# [Written task]
Every entry that follows should be reproduced exactly.

** begin **

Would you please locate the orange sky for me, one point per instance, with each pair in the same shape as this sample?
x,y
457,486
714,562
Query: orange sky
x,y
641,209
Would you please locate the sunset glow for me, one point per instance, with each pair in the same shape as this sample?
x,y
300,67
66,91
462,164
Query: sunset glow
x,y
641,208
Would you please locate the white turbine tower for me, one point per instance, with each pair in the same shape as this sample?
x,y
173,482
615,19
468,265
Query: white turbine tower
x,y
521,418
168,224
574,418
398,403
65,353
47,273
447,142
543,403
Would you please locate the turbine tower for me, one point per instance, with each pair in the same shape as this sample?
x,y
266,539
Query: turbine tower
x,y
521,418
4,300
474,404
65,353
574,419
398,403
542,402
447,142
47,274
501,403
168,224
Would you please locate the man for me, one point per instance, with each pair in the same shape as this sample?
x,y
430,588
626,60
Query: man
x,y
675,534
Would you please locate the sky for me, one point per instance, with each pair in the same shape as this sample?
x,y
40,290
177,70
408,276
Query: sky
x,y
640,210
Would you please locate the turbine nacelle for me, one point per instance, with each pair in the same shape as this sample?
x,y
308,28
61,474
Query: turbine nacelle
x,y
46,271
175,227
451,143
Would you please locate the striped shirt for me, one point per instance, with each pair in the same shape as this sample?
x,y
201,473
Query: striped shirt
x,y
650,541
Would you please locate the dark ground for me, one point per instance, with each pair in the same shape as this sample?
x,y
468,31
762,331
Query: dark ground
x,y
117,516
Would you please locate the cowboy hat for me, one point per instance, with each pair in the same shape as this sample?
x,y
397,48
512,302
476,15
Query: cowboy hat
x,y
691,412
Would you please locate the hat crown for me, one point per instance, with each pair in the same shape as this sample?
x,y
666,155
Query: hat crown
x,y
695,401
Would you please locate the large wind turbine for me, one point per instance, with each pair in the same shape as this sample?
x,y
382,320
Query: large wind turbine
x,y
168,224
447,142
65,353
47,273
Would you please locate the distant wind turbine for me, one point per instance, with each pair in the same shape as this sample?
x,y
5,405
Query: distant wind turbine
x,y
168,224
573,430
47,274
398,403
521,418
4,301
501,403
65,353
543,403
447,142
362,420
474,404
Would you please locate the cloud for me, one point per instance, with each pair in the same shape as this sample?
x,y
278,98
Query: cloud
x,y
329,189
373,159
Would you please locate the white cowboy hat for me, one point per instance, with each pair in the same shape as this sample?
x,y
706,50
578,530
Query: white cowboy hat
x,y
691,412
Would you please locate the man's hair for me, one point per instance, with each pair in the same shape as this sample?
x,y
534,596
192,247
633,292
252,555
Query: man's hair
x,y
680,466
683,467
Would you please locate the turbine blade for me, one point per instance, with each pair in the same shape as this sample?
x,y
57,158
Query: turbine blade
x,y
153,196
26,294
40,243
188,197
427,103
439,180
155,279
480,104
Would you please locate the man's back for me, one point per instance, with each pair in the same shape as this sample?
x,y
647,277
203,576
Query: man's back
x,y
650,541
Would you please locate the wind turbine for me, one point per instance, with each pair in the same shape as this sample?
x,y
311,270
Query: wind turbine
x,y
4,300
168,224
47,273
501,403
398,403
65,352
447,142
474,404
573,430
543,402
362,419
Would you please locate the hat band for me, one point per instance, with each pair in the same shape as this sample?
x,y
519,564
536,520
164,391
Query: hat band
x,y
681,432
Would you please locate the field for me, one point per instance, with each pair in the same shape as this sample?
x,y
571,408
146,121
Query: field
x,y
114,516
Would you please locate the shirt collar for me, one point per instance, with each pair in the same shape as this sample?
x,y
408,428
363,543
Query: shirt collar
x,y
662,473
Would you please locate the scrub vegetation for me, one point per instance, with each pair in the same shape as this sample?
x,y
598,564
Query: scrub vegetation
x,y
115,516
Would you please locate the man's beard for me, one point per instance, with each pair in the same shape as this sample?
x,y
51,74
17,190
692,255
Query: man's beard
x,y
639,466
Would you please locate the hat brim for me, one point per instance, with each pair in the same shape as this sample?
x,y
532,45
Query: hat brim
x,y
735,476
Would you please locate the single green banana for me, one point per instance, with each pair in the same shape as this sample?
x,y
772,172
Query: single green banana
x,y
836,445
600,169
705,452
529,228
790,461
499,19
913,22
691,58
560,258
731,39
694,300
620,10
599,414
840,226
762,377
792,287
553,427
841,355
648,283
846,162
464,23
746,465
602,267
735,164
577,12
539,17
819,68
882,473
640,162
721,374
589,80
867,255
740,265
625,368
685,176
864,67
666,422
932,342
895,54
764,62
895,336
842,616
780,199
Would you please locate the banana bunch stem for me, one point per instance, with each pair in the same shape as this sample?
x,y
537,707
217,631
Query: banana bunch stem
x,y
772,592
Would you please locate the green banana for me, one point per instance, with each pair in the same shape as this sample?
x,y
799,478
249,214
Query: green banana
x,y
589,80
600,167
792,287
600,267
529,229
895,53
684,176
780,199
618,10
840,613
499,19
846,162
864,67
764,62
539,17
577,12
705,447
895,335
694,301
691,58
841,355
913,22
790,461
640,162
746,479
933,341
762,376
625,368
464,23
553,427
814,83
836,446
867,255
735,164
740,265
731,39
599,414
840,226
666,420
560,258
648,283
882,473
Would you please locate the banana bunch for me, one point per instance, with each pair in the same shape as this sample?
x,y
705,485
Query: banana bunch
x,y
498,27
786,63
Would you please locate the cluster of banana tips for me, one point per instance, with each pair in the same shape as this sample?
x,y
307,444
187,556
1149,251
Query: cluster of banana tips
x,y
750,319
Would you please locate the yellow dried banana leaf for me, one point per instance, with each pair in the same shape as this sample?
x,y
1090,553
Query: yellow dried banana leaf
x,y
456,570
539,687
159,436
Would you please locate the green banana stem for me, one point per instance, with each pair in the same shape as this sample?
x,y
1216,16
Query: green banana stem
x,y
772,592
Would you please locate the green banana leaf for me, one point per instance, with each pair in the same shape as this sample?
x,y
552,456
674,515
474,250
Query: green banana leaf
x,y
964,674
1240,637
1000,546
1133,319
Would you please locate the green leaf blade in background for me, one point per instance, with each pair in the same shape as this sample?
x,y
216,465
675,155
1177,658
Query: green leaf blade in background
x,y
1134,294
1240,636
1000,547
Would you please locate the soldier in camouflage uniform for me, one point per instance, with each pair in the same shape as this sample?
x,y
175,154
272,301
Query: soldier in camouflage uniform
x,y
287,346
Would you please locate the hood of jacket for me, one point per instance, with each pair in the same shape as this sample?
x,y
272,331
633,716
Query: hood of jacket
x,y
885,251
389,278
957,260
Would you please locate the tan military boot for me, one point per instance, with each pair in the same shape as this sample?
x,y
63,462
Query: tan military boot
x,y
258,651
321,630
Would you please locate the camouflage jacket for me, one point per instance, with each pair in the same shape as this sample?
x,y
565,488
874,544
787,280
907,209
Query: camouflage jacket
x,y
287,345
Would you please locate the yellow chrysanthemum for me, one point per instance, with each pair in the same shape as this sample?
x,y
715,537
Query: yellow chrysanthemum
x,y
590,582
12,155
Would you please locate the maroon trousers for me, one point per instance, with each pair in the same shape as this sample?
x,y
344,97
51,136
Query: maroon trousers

** end **

# [Exercise solution]
Would you please locate the orange sky for me, one point per instance, with each pair in the same shape as this sample?
x,y
457,486
714,562
Query: orange sky
x,y
641,209
Would you please locate the sunset glow for me, one point per instance, with each pair in the same shape as this sample?
x,y
300,67
66,91
462,164
Query: sunset glow
x,y
641,208
Would you please locate the white turbine tower for me, one point per instance, with each pair in the same shape as this sample?
x,y
173,482
615,19
468,265
Query: white turbine tower
x,y
521,418
168,224
574,418
398,403
65,353
47,273
447,142
543,403
Would you please locate the turbine tower for me, one point per instance, with each pair in the same shape as this sample?
x,y
266,539
Query: turbine tower
x,y
521,418
4,300
474,404
65,353
574,419
398,403
542,402
447,142
47,274
501,403
168,224
Would you please locate the man for me, one point per instance, with each pair in the same shape as this sample?
x,y
430,588
626,60
Query: man
x,y
675,534
Would you please locate the sky for me, one point per instance, with each pair in the same shape as this sample?
x,y
40,290
177,70
408,276
Query: sky
x,y
640,210
Would you please locate the turbine nacelle for me, one point per instance, with each pair in the same shape as this sample?
x,y
308,28
61,474
Query: turbine nacelle
x,y
46,271
175,227
451,143
Would you please locate the striped shirt for me, one point per instance, with each pair in the same shape as this sample?
x,y
201,473
Query: striped shirt
x,y
650,541
Would you please locate the dark ground for me, one point per instance, with each pair in the same shape as this sample?
x,y
468,31
762,331
Query: dark ground
x,y
117,516
Would you please locate the cowboy hat for me, one point per instance, with each pair in the same shape as this sample?
x,y
397,48
512,302
476,15
Query: cowboy hat
x,y
691,412
Would you please locate the hat crown for me, one point per instance, with each pair in the same shape as this sample?
x,y
666,155
Query: hat crown
x,y
695,401
Would you please locate the large wind turbine for me, one point per instance, with each pair in the same shape as this sample?
x,y
382,320
Query: large wind turbine
x,y
168,224
447,142
65,353
47,273
Would you please locate the distant wind turbine for me, one point per instance, with each pair in the same shape as this sample?
x,y
5,405
Query: distant wind turbine
x,y
168,224
573,430
47,274
398,403
521,418
4,301
501,403
65,353
543,403
447,142
362,420
474,404
Would you please locate the cloud for me, one point per instance, with each pair in the same shape as this sample?
x,y
278,98
Query: cloud
x,y
329,189
373,159
Would you please locate the white cowboy hat for me, one point per instance, with each pair in the same shape as this sample?
x,y
706,50
578,530
Query: white cowboy hat
x,y
691,412
Would you please locate the man's hair for me, one point per instance, with each pair in the same shape as this sample?
x,y
534,596
192,247
633,292
252,555
Query: man's hair
x,y
680,466
683,467
Would you please locate the turbine blade for me, one point per instance, with each pair in the same shape as this sample?
x,y
57,158
Query: turbine blade
x,y
153,196
26,294
40,243
188,197
427,103
439,180
155,279
480,104
Would you please locate the man's back for me, one point per instance, with each pair in the same shape as this sample?
x,y
647,277
203,576
Query: man's back
x,y
650,541
Would you please locate the wind turbine for me, one point per instance, with each pair in the same shape as this sample?
x,y
311,270
Query: wind turbine
x,y
4,300
168,224
47,273
501,403
398,403
65,352
447,142
474,404
573,430
543,402
362,419
Would you please locate the hat band for me, one point per instance, with each pair in the same shape as this sample?
x,y
519,564
536,520
164,391
Query: hat band
x,y
681,432
Would you please locate the field for me, one point per instance, with each pair in the same shape as this sample?
x,y
571,408
146,121
Query: field
x,y
114,516
Would you please locate the shirt collar for me, one point per instance, with each pair in the same shape as this sample?
x,y
408,428
363,543
Query: shirt collar
x,y
662,473
Would you please locate the scrub vegetation for me, one point per instance, with each pair in the same shape as this sample?
x,y
598,564
Query: scrub vegetation
x,y
115,516
Would you please locate the man's beard for me, one point per instance, with each pair in the same shape as this sample?
x,y
51,74
17,190
692,255
Query: man's beard
x,y
639,466
Would you please locate the hat brim for me, one point per instance, with each pair in the same shape as this sample?
x,y
532,45
Query: hat brim
x,y
735,476
Would you please locate the single green banana for me, one point per instance, with each pair in the same shape as this sample?
x,y
772,172
Query: single green banana
x,y
836,445
600,169
705,452
529,228
790,461
499,19
913,22
691,58
560,258
731,39
694,300
620,10
599,414
840,226
762,377
792,287
553,427
841,355
648,283
846,162
464,23
746,465
602,267
735,164
577,12
539,17
819,68
882,473
640,162
721,374
589,80
867,255
740,265
625,368
685,176
864,67
666,422
932,342
895,54
764,62
895,336
842,616
780,199
Would you please locate the banana bunch stem for me, one point per instance, with each pair in the same shape as this sample?
x,y
537,707
217,631
Query: banana bunch stem
x,y
772,592
Would you please locate the green banana for me, one point per instance, with each pair in the same shape as this sample?
x,y
799,478
249,214
Query: green banana
x,y
589,80
600,167
792,287
600,267
529,229
895,53
684,176
780,199
618,10
840,613
499,19
846,162
864,67
764,62
539,17
577,12
705,447
895,335
694,301
691,58
841,355
913,22
790,461
640,162
746,479
933,341
762,376
625,368
464,23
553,427
814,83
836,446
867,255
735,164
740,265
731,39
599,414
840,226
666,420
560,258
648,283
882,473
Would you please locate the banana bunch for me, one point per instance, with each pair in the same shape as this sample?
x,y
705,485
Query: banana bunch
x,y
498,27
786,63
Would you please locate the cluster of banana tips for me, one point per instance, with each pair in the same shape as this sample?
x,y
307,444
187,556
1149,251
Query: cluster of banana tips
x,y
750,319
Would you please locate the yellow dried banana leaf for me, one point per instance, with each pair in the same shape as this sample?
x,y
1090,553
Query: yellow dried banana leaf
x,y
456,570
539,687
159,436
Would you please locate the green banana stem for me, one point per instance, with each pair in the same shape as this sample?
x,y
1216,16
Query: green banana stem
x,y
772,592
Would you please locate the green banana leaf for me, one point per instance, with each pair in the same shape as this sample?
x,y
552,456
674,515
474,250
Query: green banana leaf
x,y
964,674
1240,637
1000,546
1133,319
Would you please locate the green leaf blade in background for me, one point per instance, with each pair in the same shape as this sample?
x,y
216,465
675,155
1177,658
Query: green leaf blade in background
x,y
1134,294
1240,636
1000,547
Would you please locate the soldier in camouflage uniform for me, one point per instance, with each pair in the same shape as this sample?
x,y
175,154
272,301
Query: soldier in camouflage uniform
x,y
287,346
Would you please locate the hood of jacket for me, one point per instance, with each pair in the same shape as this sample?
x,y
272,331
633,716
Query: hood of jacket
x,y
885,251
389,278
957,260
Would you please locate the tan military boot for me, one point per instance, with each pair in the same shape as this sample?
x,y
63,462
Query: tan military boot
x,y
258,651
321,630
Would you please locate the camouflage jacket for me, one point per instance, with each pair in the same shape as this sample?
x,y
565,488
874,544
787,280
907,209
Query: camouflage jacket
x,y
287,345
Would you please locate the yellow chrysanthemum for me, one point per instance, with each pair in the same shape as this sample?
x,y
715,537
Query: yellow chrysanthemum
x,y
590,582
12,155
Would you please locate the maroon trousers for me, one point per instance, with each pair in the same shape as this sample?
x,y
344,97
51,136
Query: maroon trousers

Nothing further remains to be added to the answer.